**DIRECTIONS**. Count the lines of the material below that contain the string "wooden", treating case as significant, and give only the number.

(Pointing records)
☆ ☆ ☆ ☆ ☆ ☆ ☆

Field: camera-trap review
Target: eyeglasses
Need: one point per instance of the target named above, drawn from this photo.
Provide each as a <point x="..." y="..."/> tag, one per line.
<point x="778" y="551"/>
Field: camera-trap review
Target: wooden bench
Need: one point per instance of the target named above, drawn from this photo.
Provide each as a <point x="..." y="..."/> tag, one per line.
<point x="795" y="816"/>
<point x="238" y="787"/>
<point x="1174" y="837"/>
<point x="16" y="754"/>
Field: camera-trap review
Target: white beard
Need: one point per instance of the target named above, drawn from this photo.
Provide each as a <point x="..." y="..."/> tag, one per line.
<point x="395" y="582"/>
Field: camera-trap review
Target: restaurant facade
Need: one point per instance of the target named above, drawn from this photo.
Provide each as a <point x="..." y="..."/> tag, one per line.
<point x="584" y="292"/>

☆ ☆ ☆ ☆ ☆ ☆ ☆

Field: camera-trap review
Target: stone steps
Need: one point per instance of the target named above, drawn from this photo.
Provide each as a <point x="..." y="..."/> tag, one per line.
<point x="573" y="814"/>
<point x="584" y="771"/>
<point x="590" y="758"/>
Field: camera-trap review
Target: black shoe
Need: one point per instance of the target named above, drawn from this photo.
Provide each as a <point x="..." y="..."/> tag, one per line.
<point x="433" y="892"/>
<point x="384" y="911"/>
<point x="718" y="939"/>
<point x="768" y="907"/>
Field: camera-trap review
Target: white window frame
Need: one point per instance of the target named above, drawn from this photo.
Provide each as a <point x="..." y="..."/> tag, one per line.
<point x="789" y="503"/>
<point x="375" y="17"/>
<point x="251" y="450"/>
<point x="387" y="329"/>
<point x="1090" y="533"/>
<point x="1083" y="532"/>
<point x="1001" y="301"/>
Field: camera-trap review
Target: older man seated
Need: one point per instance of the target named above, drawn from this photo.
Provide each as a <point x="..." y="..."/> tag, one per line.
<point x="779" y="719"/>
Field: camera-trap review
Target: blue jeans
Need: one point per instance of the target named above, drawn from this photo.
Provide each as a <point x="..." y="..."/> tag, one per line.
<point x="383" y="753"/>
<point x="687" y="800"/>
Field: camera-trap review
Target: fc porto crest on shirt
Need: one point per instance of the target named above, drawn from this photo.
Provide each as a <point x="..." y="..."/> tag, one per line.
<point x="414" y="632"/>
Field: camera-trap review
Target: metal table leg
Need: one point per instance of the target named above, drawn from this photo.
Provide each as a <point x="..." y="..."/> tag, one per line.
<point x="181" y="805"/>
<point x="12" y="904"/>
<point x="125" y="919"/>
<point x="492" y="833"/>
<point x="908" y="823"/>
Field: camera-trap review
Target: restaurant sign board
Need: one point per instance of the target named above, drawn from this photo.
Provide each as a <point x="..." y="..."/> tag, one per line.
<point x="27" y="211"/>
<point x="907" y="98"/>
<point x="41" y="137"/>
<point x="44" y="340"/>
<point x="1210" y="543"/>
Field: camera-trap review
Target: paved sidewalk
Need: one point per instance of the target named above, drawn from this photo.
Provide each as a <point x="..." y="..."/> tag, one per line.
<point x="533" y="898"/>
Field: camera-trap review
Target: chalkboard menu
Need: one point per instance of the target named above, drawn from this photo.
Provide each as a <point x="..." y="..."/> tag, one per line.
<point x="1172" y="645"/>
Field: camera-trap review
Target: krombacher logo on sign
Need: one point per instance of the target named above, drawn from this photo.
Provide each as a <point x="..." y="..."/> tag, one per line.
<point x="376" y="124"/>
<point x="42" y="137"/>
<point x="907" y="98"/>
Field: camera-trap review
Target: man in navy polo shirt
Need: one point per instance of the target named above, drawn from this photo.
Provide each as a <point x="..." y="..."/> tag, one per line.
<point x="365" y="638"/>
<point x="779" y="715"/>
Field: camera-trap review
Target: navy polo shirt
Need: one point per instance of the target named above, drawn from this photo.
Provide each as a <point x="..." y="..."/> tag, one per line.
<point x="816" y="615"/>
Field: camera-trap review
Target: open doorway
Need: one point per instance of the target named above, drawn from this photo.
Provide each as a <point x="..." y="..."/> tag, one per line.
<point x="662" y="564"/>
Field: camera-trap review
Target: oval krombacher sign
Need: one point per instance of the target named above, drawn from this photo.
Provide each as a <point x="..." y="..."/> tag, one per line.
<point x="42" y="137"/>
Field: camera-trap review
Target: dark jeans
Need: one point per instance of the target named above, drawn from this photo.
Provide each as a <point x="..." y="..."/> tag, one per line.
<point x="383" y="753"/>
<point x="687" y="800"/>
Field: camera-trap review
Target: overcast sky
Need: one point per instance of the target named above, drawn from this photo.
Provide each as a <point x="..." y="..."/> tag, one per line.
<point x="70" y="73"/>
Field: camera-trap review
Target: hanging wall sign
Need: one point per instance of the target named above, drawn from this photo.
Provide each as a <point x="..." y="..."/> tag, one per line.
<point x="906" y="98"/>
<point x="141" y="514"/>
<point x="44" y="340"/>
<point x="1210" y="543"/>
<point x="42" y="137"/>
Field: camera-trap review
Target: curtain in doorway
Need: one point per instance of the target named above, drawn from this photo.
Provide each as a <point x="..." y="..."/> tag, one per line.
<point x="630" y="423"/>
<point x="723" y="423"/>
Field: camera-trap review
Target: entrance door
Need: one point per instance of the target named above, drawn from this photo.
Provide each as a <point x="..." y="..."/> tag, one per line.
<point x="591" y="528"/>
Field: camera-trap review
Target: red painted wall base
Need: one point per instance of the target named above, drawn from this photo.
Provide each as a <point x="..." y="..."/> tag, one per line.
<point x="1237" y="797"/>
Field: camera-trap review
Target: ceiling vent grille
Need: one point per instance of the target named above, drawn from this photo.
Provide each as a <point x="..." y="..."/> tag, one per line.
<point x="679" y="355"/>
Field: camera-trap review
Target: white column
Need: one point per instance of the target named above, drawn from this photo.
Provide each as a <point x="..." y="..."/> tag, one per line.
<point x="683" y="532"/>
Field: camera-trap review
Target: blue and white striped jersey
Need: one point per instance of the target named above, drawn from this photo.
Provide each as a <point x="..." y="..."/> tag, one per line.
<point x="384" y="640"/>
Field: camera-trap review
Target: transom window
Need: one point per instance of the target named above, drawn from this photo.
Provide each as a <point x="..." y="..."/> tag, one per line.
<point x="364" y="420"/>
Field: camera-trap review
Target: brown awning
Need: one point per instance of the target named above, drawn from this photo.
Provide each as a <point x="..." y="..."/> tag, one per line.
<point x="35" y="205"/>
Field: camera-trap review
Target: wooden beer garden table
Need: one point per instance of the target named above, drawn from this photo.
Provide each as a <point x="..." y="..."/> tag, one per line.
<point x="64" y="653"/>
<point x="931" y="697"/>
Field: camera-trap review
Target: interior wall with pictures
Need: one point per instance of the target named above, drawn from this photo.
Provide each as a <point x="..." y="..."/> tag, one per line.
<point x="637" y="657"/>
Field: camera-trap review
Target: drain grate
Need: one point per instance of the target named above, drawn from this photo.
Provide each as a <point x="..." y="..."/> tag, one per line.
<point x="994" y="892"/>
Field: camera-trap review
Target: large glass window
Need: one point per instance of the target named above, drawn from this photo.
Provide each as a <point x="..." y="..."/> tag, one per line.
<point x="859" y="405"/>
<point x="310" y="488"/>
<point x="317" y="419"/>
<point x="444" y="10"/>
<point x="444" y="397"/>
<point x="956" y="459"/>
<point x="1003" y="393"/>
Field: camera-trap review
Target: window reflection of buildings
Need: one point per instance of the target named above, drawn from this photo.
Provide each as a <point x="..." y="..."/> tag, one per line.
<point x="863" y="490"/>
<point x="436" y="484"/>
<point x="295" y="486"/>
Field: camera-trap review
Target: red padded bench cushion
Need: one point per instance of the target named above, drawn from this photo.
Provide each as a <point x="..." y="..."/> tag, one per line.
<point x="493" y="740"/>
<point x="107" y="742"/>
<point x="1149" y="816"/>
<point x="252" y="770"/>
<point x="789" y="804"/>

☆ ☆ ☆ ☆ ☆ ☆ ☆

**RESULT OF THIS TASK**. 2